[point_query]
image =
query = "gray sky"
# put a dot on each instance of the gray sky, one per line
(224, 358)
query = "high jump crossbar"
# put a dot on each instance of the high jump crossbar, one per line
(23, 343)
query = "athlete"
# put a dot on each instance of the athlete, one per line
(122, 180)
------------------------------------------------------------
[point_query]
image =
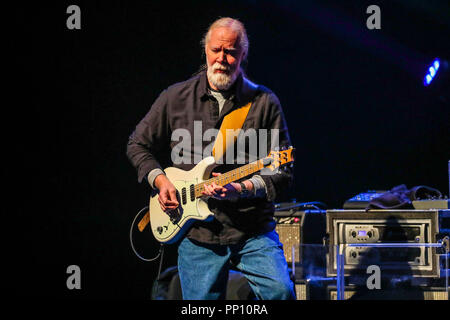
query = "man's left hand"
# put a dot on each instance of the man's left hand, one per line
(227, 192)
------------------------------------------------------------
WHAT TO DO: Tally the lines in the material above that contain the string "crossbar". Reply with only the number.

ANSWER TO THIS TASK: 2